• Material for this task
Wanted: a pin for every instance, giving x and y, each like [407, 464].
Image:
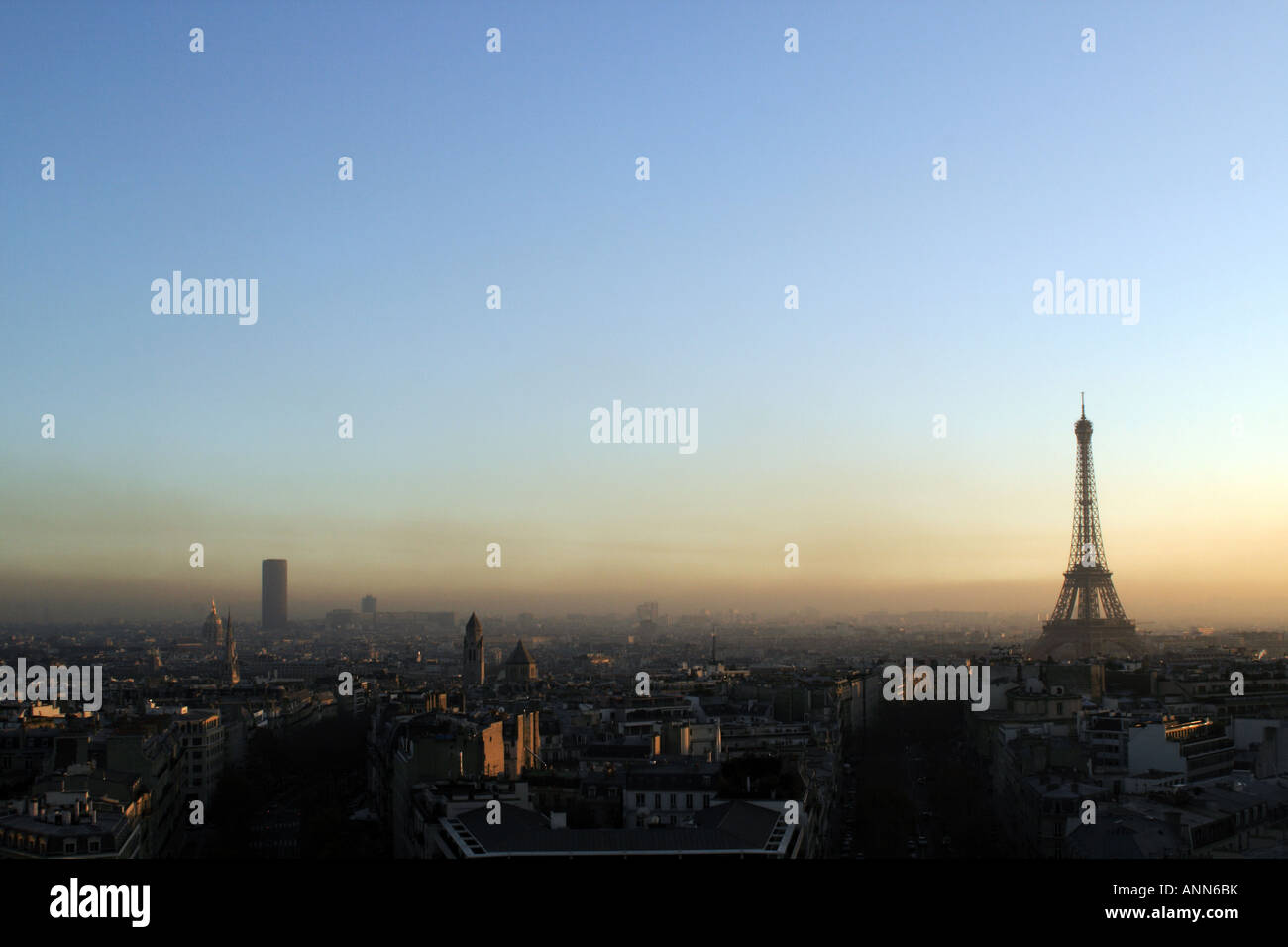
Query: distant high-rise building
[472, 651]
[214, 628]
[273, 592]
[231, 676]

• Given problem
Retype everything in the material word for word, minus pictures.

• Response to the exercise
Wanted: a pin for every instance, giving x and y, each like [407, 464].
Image:
Query: distant high-rise building
[472, 651]
[214, 628]
[273, 592]
[231, 676]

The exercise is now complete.